(Spatial annotation records)
+-------+
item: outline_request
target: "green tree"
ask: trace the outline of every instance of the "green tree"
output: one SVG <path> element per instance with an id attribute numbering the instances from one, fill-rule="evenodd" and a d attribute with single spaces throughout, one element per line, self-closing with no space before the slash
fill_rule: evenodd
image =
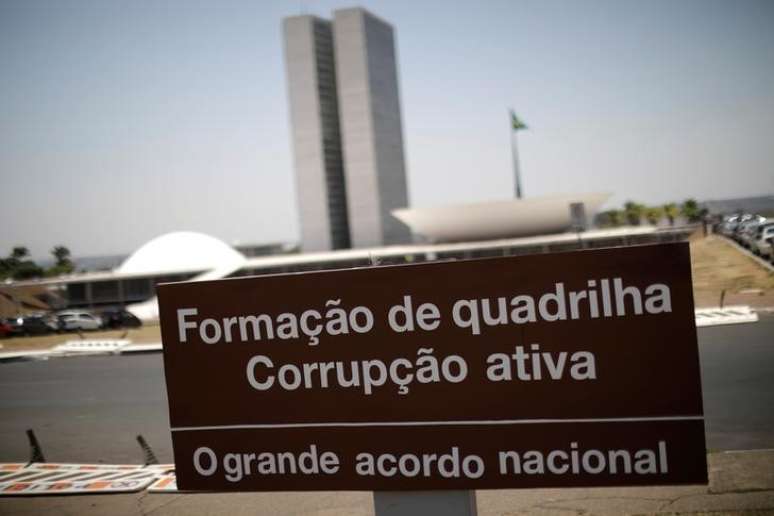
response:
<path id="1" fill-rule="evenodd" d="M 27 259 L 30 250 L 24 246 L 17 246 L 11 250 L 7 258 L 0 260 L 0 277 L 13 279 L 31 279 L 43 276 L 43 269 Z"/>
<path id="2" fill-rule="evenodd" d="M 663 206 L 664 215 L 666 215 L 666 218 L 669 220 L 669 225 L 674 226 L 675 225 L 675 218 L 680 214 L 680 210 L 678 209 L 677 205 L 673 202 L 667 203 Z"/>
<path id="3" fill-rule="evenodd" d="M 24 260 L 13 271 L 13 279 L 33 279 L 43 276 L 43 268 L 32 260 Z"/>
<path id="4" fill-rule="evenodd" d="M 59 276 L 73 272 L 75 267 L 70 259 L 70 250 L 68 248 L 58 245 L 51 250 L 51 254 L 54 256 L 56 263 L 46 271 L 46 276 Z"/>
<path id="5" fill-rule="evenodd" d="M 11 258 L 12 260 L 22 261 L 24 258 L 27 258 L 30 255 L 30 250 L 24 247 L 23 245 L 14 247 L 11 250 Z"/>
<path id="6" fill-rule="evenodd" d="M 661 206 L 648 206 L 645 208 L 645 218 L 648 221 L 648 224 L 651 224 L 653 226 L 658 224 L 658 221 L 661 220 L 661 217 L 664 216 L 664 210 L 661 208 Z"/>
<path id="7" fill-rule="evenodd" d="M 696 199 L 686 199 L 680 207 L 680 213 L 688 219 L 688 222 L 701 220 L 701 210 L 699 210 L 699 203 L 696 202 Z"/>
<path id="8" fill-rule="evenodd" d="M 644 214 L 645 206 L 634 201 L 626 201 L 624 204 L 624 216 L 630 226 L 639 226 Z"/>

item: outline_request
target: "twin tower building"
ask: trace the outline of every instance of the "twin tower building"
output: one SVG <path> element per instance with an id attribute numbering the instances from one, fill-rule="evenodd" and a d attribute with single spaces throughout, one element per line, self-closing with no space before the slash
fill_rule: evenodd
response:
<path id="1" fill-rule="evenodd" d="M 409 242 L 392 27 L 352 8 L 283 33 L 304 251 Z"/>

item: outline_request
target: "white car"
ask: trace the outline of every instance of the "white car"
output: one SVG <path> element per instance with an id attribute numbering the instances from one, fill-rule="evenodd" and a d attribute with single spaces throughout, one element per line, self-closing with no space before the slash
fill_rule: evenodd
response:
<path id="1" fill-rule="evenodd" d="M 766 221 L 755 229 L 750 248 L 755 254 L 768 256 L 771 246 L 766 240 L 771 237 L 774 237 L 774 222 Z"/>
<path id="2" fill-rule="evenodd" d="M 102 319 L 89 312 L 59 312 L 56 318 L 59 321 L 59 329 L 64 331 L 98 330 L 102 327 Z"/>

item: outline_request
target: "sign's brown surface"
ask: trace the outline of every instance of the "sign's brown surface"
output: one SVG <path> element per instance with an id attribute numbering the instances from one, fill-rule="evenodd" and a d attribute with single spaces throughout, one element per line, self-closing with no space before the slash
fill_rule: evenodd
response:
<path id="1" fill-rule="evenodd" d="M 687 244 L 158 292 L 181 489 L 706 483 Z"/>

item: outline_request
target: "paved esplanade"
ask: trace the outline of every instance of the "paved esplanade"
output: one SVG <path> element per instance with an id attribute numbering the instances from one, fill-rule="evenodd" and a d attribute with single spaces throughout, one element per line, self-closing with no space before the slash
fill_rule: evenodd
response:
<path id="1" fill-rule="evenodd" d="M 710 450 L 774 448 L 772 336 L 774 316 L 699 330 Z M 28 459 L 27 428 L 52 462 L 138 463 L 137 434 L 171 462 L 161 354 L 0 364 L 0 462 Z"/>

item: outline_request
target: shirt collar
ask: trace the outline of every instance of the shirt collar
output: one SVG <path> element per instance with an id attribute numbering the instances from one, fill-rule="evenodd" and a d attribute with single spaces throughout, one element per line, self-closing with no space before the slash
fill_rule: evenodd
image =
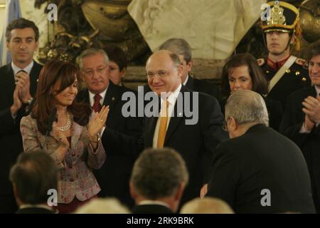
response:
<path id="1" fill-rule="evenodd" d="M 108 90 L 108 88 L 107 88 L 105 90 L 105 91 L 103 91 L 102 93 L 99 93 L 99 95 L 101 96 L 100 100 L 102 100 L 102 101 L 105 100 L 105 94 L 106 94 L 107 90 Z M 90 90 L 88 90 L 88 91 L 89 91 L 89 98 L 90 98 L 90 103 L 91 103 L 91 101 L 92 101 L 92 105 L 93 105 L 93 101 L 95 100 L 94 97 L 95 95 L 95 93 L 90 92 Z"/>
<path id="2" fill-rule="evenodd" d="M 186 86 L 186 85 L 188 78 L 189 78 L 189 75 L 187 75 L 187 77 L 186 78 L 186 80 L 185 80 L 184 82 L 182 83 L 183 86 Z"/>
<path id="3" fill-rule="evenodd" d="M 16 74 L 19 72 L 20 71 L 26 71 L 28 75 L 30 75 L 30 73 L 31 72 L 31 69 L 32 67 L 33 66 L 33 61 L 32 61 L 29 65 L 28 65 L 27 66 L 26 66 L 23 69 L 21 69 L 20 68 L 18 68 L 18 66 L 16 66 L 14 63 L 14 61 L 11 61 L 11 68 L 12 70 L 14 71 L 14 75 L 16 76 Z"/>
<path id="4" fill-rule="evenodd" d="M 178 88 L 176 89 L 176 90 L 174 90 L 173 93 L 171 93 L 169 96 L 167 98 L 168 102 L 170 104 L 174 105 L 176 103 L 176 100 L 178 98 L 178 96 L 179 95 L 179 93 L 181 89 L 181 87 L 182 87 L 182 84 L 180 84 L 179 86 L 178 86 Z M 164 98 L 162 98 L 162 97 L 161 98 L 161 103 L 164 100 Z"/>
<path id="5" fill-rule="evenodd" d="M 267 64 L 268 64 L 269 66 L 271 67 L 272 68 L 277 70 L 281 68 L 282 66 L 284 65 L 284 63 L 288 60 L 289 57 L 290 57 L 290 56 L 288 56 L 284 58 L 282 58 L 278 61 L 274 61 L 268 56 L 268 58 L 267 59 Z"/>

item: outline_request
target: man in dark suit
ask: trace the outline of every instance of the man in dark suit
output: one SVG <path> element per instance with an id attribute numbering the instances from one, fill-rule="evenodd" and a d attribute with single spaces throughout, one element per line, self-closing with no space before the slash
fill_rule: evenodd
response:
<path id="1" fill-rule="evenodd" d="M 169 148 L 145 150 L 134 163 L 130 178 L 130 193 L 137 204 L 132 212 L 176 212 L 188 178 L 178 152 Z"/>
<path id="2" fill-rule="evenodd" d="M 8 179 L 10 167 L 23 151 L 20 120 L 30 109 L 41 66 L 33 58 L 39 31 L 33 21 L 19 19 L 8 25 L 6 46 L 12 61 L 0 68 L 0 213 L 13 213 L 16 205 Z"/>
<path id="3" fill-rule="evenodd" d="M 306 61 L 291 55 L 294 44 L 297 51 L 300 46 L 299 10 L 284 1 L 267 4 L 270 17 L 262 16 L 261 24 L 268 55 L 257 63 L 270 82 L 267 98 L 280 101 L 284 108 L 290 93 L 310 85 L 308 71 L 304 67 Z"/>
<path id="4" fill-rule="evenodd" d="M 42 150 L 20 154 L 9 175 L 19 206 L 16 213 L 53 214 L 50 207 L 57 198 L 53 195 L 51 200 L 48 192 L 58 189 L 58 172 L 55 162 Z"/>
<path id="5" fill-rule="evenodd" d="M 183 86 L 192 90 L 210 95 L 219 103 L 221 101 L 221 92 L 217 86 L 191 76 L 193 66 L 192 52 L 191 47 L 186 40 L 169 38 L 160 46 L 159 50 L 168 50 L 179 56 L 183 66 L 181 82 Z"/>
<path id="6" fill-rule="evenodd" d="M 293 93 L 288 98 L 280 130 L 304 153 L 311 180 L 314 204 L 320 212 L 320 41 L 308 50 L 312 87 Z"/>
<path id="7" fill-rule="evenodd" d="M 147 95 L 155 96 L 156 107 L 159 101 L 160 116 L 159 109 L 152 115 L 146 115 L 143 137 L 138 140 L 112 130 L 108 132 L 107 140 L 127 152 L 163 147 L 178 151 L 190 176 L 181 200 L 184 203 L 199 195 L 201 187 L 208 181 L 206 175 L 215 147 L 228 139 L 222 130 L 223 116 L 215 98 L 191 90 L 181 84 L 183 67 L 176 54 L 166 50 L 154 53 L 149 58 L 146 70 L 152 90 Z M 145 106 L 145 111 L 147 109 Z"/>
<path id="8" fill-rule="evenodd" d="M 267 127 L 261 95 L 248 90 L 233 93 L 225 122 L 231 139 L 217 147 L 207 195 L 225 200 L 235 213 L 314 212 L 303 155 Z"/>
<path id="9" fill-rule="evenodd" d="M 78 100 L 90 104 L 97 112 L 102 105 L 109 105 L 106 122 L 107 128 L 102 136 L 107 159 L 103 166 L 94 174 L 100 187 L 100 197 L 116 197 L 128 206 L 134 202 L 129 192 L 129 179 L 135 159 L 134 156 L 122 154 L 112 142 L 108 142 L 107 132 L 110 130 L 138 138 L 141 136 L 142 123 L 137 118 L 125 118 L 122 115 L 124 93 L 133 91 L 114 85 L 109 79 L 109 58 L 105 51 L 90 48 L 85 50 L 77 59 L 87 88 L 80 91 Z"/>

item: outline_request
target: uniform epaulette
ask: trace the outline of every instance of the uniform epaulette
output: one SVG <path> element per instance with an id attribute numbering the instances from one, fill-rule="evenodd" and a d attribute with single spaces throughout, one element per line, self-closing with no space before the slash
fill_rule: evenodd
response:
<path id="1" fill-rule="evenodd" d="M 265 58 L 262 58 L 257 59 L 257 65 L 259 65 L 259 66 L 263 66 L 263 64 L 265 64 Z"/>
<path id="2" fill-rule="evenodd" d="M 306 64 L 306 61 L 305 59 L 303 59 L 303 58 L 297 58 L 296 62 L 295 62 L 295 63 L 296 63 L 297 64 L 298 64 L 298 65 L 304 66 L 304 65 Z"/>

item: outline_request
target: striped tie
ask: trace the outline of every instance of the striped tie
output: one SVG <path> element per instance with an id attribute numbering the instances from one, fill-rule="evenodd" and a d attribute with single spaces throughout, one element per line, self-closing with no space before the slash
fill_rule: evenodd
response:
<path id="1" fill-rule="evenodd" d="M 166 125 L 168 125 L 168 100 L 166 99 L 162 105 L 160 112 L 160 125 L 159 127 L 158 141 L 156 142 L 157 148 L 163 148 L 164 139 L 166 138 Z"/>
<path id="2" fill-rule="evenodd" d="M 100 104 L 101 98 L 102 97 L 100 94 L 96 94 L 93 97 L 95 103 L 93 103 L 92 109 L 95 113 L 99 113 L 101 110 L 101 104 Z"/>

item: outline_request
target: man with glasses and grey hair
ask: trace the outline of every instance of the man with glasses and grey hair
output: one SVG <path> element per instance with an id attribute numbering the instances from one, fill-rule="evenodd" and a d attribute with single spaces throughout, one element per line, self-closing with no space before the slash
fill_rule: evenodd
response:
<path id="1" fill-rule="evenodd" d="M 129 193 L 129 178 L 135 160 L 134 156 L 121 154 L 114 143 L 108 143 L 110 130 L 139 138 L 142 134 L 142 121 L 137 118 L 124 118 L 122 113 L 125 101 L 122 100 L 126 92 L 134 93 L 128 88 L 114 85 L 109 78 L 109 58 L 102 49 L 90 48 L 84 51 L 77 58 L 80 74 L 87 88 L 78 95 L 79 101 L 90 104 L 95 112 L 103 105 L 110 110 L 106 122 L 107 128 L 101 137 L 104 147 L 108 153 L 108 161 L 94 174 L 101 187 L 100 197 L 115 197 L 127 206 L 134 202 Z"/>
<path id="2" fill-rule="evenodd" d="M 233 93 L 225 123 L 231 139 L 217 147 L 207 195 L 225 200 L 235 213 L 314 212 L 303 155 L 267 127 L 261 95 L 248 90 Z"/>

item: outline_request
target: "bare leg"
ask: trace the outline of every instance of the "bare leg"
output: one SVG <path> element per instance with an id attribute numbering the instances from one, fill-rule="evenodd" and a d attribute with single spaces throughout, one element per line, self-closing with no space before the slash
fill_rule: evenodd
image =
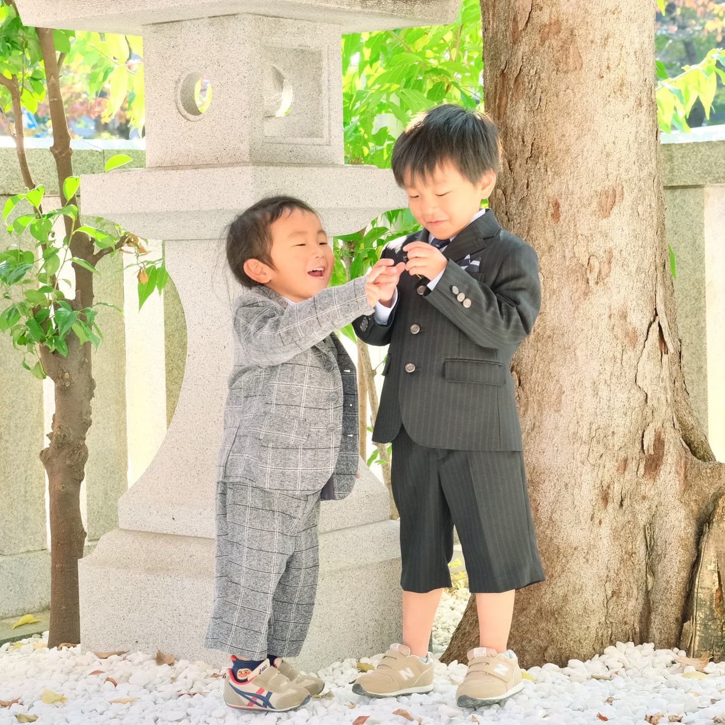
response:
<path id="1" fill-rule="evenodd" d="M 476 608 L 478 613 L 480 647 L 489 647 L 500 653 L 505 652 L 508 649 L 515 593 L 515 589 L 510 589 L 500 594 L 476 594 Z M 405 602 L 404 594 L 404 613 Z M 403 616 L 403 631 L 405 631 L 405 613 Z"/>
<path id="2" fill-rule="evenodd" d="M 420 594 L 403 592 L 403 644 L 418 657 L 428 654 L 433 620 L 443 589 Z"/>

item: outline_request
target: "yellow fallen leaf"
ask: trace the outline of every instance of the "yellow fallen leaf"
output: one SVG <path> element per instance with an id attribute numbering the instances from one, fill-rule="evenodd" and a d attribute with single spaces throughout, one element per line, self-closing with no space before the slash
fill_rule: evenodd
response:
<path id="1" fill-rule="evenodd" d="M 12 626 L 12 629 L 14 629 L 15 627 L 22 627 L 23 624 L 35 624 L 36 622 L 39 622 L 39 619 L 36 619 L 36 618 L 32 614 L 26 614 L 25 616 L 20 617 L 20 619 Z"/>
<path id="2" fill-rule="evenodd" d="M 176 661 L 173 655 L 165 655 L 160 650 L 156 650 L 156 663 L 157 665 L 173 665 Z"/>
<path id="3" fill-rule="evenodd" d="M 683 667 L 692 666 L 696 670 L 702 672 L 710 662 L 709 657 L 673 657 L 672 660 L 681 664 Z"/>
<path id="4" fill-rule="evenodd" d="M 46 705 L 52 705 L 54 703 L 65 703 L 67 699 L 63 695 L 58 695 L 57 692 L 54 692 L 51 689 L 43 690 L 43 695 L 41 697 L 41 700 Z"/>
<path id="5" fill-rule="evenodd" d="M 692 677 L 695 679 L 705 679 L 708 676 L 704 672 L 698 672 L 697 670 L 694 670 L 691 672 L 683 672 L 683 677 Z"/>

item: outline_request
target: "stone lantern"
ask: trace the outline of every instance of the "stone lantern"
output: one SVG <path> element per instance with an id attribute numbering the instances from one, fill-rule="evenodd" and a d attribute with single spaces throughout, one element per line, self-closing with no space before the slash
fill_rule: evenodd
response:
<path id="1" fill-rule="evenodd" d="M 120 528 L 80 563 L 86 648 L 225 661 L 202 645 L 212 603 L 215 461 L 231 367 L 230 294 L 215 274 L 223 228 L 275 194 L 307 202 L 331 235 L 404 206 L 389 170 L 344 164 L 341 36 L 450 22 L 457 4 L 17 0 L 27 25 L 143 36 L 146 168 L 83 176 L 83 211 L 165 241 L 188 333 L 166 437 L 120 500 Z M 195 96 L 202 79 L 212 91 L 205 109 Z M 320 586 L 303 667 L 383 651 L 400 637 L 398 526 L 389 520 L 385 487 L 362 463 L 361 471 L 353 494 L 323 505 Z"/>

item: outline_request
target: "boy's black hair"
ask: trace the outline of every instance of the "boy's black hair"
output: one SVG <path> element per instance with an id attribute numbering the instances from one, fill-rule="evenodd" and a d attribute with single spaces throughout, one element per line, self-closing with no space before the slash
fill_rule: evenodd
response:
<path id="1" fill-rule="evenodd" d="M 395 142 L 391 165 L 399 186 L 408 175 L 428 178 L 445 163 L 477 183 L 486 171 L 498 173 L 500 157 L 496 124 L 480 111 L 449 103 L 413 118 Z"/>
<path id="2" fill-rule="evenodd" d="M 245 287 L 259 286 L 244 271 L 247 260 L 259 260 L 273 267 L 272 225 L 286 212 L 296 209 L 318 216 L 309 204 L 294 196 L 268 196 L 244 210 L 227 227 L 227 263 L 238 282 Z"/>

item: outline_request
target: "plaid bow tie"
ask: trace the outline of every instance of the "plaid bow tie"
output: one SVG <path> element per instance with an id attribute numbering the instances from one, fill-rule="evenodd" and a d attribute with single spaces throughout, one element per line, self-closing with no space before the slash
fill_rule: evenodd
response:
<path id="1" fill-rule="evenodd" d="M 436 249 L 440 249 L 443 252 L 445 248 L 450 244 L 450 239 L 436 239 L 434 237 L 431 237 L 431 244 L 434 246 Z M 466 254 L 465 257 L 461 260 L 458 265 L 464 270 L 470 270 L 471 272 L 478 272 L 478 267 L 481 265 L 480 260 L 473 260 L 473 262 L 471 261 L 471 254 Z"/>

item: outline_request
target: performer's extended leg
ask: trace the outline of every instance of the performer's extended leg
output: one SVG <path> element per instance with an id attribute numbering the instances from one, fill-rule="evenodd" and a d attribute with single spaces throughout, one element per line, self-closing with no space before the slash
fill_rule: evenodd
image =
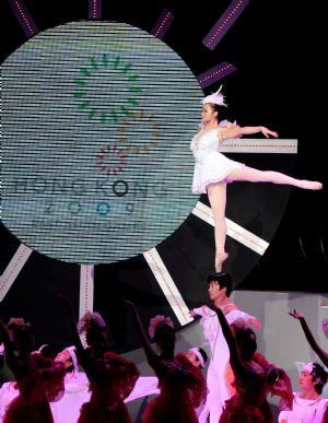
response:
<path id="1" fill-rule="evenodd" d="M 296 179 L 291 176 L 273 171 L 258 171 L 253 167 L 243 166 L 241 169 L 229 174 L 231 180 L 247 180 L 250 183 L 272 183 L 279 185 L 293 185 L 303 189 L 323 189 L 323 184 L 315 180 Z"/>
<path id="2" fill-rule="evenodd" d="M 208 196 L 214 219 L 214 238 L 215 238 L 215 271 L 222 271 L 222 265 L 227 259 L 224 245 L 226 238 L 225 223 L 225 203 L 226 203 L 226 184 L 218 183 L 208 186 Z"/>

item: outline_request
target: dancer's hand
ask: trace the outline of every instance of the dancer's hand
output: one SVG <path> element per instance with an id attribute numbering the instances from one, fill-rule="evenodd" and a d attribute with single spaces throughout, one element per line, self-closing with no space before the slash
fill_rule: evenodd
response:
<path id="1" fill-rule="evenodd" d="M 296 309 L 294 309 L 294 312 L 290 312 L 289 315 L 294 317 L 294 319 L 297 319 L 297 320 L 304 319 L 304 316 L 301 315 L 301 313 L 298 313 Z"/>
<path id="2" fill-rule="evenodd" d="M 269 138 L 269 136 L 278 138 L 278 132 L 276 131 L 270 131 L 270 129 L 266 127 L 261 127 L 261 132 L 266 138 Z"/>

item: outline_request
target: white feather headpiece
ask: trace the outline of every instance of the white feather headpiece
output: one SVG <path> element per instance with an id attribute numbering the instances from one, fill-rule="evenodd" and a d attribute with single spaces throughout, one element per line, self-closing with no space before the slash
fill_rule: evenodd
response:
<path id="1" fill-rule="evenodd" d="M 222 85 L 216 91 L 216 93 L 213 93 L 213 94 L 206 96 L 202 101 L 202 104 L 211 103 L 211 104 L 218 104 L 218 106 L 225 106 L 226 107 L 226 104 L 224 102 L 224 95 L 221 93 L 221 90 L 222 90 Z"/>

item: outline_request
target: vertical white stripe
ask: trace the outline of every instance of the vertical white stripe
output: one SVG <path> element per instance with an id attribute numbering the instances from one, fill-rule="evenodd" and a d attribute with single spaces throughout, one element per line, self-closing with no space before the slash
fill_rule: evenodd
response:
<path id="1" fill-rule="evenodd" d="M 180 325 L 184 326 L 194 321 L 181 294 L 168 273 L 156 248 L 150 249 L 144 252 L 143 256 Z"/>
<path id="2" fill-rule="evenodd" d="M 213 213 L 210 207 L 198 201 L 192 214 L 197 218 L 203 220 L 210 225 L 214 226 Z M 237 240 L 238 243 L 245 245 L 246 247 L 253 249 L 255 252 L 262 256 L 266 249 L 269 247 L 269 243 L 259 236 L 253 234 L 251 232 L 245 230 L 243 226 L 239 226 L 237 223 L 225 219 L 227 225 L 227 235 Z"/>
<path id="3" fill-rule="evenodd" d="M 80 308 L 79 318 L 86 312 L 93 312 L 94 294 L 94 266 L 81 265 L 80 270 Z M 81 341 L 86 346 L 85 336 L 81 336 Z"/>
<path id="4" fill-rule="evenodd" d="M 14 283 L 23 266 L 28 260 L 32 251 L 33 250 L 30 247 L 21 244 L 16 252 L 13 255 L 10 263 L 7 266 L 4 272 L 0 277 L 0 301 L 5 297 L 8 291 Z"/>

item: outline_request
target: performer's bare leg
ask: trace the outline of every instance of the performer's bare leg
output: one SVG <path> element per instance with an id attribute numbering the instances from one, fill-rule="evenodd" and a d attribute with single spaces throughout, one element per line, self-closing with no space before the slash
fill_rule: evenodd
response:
+-------+
Given exercise.
Starting at the top of the listing and stopping after the line that contains "59 276 L 73", reproduce those lines with "green tree" swapped for "tall tree" and everything else left as it is. Do not include the pictures in your copy.

Answer for the task.
item: outline_request
target: "tall tree"
ask: trace the outline of every instance of the "tall tree"
output: one SVG <path> element per instance with an id attribute numbering the instances from one, fill-rule="evenodd" and a d attribute with single spaces throughout, one element per line, self-closing with no space before the slash
fill_rule: evenodd
image =
response:
<path id="1" fill-rule="evenodd" d="M 27 259 L 30 250 L 24 246 L 17 246 L 11 250 L 7 258 L 0 260 L 0 277 L 13 279 L 31 279 L 43 276 L 43 269 Z"/>
<path id="2" fill-rule="evenodd" d="M 663 206 L 664 215 L 666 215 L 666 218 L 669 220 L 669 225 L 674 226 L 675 225 L 675 218 L 680 214 L 680 210 L 678 209 L 677 205 L 673 202 L 667 203 Z"/>
<path id="3" fill-rule="evenodd" d="M 24 260 L 13 271 L 13 279 L 33 279 L 43 276 L 43 268 L 32 260 Z"/>
<path id="4" fill-rule="evenodd" d="M 59 276 L 73 272 L 75 267 L 70 259 L 70 250 L 68 248 L 58 245 L 51 250 L 51 254 L 54 256 L 56 263 L 46 271 L 46 276 Z"/>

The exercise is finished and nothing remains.